» **Consigne 1**
Comptez les lignes des entrées qui contiennent la chaîne « wall », en tenant compte de la casse. Donnez uniquement ce nombre.
====== Extrait à lire
Mais un jour, un bombardement trop proche affole les abeilles de Sergueïtch, chose qu'il ne peut accepter et il décide de partir avec ses ruches et son matériel de camping vers une zone plus pacifique en attendant que les choses se calment sur la zone grise. Son départ laisse Pachka seul au village. Sergueïtch part vers la Crimée, parce que c'est une belle région, qu'elle lui évoque les plages et les vacances. Il s'appuie sur le vague souvenir d'avoir sympathisé bien des années auparavant, à un congrès d'apiculture, avec un apiculteur Tatar et d'avoir son adresse, alors il ira là. Il charge les ruches sur son véhicule, et les voilà partis, se heurtant d'abord à toute une série de checkpoints tatillons, menaçants et imprévisibles, puis, une fois arrivés, au poids étouffant des forces russes et à l'oppression dont les Tatars sont spécialement victimes.
Je vous laisse découvrir par vous-mêmes.
============
» **Consigne 2**
D'après l'extrait à lire, vers quelle région Sergueïtch part-il avec ses ruches ?
====== Données extraites
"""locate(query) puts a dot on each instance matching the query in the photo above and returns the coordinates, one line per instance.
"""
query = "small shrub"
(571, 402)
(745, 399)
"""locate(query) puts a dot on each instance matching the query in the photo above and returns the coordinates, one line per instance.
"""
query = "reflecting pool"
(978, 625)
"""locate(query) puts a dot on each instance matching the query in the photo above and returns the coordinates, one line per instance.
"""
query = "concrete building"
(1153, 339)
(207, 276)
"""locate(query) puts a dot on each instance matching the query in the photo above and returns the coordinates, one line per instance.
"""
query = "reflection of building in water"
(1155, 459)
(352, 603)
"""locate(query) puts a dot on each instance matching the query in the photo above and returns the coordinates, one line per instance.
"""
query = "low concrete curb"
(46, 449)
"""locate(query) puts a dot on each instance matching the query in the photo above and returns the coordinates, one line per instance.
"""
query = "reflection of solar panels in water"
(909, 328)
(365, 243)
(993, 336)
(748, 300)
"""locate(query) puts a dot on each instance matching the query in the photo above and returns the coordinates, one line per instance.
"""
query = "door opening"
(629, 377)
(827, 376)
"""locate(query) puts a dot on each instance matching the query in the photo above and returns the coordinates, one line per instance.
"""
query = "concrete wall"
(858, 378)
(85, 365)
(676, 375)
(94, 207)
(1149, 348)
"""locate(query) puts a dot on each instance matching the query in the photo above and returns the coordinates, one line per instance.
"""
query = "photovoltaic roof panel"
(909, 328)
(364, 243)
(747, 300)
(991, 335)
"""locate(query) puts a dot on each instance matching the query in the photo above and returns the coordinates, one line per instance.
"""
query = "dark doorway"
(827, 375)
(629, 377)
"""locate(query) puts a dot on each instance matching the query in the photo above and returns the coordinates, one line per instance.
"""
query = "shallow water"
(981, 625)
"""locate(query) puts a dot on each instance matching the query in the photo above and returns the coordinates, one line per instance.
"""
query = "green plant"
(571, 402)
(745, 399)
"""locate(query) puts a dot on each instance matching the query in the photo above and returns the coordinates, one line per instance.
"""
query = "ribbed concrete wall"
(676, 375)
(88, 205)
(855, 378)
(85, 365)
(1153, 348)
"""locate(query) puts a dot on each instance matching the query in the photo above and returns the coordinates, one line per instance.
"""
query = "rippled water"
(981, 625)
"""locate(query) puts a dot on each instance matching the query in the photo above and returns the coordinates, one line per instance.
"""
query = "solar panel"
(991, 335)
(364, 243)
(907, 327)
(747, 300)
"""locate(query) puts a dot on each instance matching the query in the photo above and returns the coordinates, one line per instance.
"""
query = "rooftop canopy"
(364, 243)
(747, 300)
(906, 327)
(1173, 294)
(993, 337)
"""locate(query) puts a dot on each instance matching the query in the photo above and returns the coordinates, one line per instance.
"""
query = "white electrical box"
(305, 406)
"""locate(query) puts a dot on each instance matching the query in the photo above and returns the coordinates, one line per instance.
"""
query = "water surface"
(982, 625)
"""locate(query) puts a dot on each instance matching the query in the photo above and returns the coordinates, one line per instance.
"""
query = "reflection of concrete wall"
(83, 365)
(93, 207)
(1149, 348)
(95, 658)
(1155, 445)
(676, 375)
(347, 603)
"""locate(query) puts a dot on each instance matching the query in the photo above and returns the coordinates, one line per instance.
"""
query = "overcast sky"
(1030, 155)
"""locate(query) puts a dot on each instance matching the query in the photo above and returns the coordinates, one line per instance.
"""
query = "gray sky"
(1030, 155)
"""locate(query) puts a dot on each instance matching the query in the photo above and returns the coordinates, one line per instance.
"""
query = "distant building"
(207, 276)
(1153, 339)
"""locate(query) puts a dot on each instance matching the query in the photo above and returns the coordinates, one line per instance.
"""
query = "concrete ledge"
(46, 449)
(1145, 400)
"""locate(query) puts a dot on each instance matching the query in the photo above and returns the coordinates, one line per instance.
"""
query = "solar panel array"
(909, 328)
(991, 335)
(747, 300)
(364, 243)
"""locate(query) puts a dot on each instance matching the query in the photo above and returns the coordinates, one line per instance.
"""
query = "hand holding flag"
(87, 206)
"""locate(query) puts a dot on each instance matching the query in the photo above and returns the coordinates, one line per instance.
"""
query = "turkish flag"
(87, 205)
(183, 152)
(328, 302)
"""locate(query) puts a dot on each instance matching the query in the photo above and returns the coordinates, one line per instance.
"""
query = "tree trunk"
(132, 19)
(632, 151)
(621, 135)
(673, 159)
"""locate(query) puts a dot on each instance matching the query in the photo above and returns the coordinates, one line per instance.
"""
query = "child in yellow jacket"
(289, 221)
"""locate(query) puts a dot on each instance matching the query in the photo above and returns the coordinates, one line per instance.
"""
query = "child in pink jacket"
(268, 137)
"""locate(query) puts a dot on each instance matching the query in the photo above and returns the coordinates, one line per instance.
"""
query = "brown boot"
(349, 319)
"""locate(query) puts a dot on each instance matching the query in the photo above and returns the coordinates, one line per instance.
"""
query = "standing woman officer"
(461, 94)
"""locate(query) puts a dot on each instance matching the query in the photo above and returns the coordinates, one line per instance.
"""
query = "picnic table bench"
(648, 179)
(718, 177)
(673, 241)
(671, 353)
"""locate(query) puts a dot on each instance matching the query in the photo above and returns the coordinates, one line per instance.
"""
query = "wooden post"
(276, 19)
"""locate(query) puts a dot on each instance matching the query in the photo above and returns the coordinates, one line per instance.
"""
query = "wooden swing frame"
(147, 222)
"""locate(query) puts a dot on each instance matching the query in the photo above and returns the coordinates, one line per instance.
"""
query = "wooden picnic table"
============
» **Réponse rédigée 1**
3

» **Réponse rédigée 2**
Vers la Crimée.